_Problems to solve_.
(A) Print the passage of the gold monetisation scheme article that begins at the words "However, those buying" and stops after "the maximum deposit.".
(B) In one to three sentences, explain why, according to the gold monetisation scheme article, people who buy gold purely as an investment may find the scheme of interest.

_Document extract_.
________________________________________

Harshad Chetanwala, Co-founder, MyWealthGrowth – a financial planning firm says, “There are a few reasons why the scheme did not receive the response expected. Investing and saving in gold is very traditional in India and in some parts of the country it is like culture. There was a lack of willingness to monetise this gold which was accumulated over years. As per the scheme, this gold was getting converted into bullion and coins, so the accumulated gold bought over the years in different shapes and forms is lost as soon as you deposit the gold. There was a lack of awareness and information about the scheme as well. In India, most of us buy gold to hold it for the long term and this purpose too, somewhere, was getting defeated in the scheme.”

Will depositing gold in GMS suit you?

For the above reason, someone who has bought and stored gold jewellery for future use, like children’s wedding etc. may be hesitant to invest in GMS. Further, if someone is keeping gold as a quick easily liquefiable monetary backup for a rainy day, then too, they may not view GMS as very suitable.

However, those buying gold purely as an investment may find GMS of interest. A key challenge with physical gold is safe and cost-effective storage. While gold’s value surely grows, storing it physically in bank lockers comes at an additional cost. Also, gold kept in lockers is not insured by the bank offering the locker.

Some financial experts are of the view that GMS is a safer option for storing gold (in terms of the risk of theft/loss) which comes with the added benefit of earning interest on the deposit. Added to this, there is the tax advantage.

Features of the scheme

According to the State Bank of India’s (SBI) website, GMS is available in three tenures: Short Term Bank Deposit (STBD), Medium term Government Deposit (MTGD) and Long term Government Deposit (LTGD). The minimum deposit of gold starts from 10 grams with no limit on the maximum deposit.

Under STBD, one can place gold deposits for 1 to 3 years, under MTGD, deposits can be placed for 5 to 7 years and under LTGD, the tenure is 12 to 15 years. As per SBI website, the current interest rates are as follows:

The depositor will earn simple interest annually which is paid out or cumulative interest (Compounding annually) depending on the investment option chosen at the time of depositing the gold.

1. In case of STBD:

  • For 1 year: 0.50% per annum
  • Above 1 year up to 2 years: 0.55% per annum
  • Above 2 years up to 3 years: 0.60% per annum

2. Rate of interest on MTGD: 2.25% per annum

3. Rate of interest on LTGD: 2.50% per annum

On maturity, repayment can be taken either in gold or in money equivalent. “However, 0.20% as administrative charges will be levied in case of redemption in gold,” as per SBI website.

Penalty is applicable if the deposit is broken before the maturity. The rules of premature payment are as follows:

  • STBD: Allowed after a lock-in period of 1 year with a penalty on applicable interest rate
  • MTGD: Allowed to be withdraw any time after 3 years with penalty on interest
  • LTGD: Allowed to be withdraw any time after 5 years with penalty on interest

Interest earned is exempt from capital gains tax, wealth tax and income tax. The RBI designated banks include ICICI Bank, Corporation Bank, Union Bank of India, Indian Overseas Bank, Punjab National Bank, State Bank of India, HDFC Bank, Yes Bank, Dena Bank, -Bank of Baroda.

However, do keep in mind that interest on gold deposits will be calculated in monetary terms rather than in terms of gold. This would mean that no additional gold will be added to your deposits rather you would be paid in monetary terms with reference to the value of gold at the time of deposit. This change in interest calculation has been done in April 2021.

________________________________________

_Given records_.

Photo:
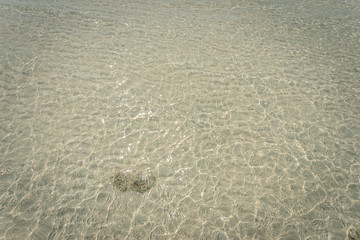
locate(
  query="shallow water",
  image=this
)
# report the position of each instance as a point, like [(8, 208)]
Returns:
[(246, 112)]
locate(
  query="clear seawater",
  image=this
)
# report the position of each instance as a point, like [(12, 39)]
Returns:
[(246, 112)]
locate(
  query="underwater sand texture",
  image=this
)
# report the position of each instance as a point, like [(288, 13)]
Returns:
[(247, 113)]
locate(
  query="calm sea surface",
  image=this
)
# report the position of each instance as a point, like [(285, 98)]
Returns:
[(247, 113)]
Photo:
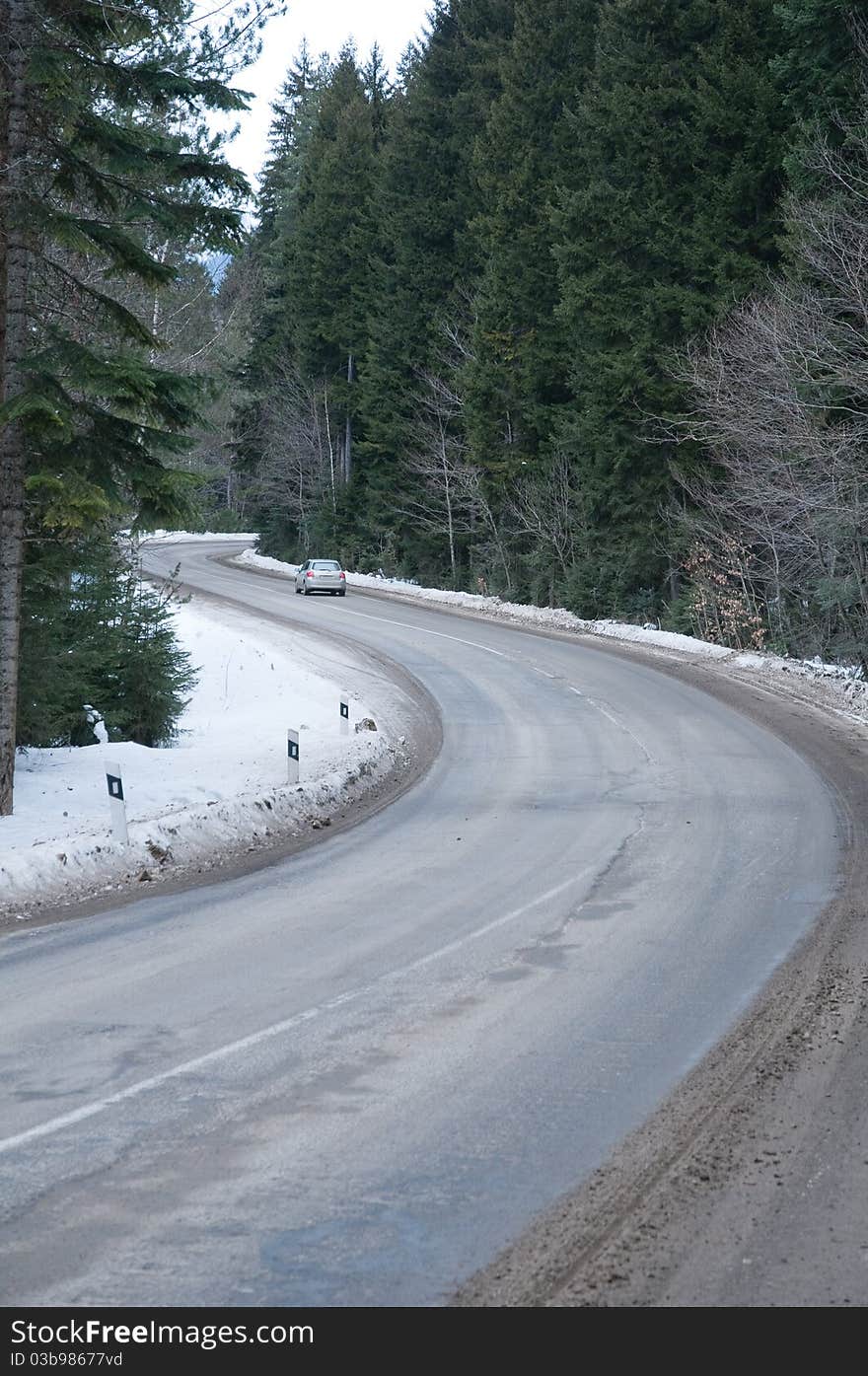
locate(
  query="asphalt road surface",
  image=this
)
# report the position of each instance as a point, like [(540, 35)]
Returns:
[(352, 1076)]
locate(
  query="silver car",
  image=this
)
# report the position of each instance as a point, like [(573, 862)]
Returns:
[(321, 575)]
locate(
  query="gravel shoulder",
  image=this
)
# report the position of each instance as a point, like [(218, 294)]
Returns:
[(750, 1183)]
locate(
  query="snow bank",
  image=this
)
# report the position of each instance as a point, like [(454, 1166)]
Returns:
[(838, 688), (222, 789)]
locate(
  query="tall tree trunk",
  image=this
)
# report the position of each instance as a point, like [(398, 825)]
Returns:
[(348, 436), (14, 263)]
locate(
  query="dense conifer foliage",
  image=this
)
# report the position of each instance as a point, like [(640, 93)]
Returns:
[(479, 279)]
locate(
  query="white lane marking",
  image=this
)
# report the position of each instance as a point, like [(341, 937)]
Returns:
[(615, 721), (222, 1052)]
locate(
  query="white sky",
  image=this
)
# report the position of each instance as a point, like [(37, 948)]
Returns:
[(326, 25)]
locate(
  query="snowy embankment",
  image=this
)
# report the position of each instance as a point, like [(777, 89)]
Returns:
[(222, 790), (832, 687)]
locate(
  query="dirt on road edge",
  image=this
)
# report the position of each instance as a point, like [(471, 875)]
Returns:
[(714, 1200)]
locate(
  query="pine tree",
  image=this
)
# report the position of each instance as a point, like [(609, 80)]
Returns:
[(673, 218), (333, 239), (429, 252), (102, 159), (518, 382)]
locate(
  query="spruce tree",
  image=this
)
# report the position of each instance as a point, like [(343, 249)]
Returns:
[(431, 253), (518, 380), (673, 218), (333, 240), (104, 157)]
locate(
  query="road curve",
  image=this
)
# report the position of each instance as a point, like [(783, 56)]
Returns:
[(354, 1076)]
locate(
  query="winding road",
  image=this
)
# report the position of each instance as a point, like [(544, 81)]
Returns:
[(352, 1076)]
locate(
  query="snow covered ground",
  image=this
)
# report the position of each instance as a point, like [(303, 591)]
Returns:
[(222, 789), (832, 687)]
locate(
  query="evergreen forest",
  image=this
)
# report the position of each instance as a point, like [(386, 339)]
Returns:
[(570, 309)]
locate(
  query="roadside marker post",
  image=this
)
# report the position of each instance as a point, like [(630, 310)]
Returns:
[(292, 756), (117, 805)]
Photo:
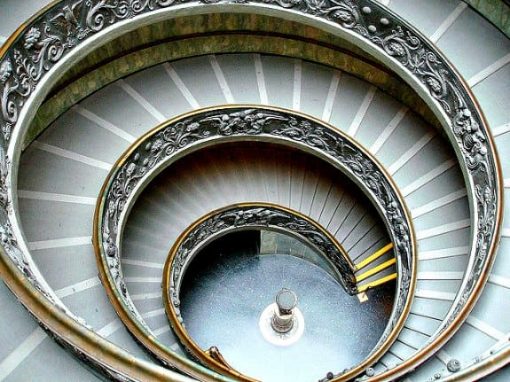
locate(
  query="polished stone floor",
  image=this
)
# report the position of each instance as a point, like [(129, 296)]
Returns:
[(228, 286)]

________________________________________

_Response list_.
(A)
However, those buying gold purely as an investment may find GMS of interest. A key challenge with physical gold is safe and cost-effective storage. While gold’s value surely grows, storing it physically in bank lockers comes at an additional cost. Also, gold kept in lockers is not insured by the bank offering the locker.

Some financial experts are of the view that GMS is a safer option for storing gold (in terms of the risk of theft/loss) which comes with the added benefit of earning interest on the deposit. Added to this, there is the tax advantage.

Features of the scheme

According to the State Bank of India’s (SBI) website, GMS is available in three tenures: Short Term Bank Deposit (STBD), Medium term Government Deposit (MTGD) and Long term Government Deposit (LTGD). The minimum deposit of gold starts from 10 grams with no limit on the maximum deposit.

(B) Safe, cost-effective storage is a key challenge with physical gold. Keeping it in bank lockers adds cost, and the bank offering the locker does not insure the gold.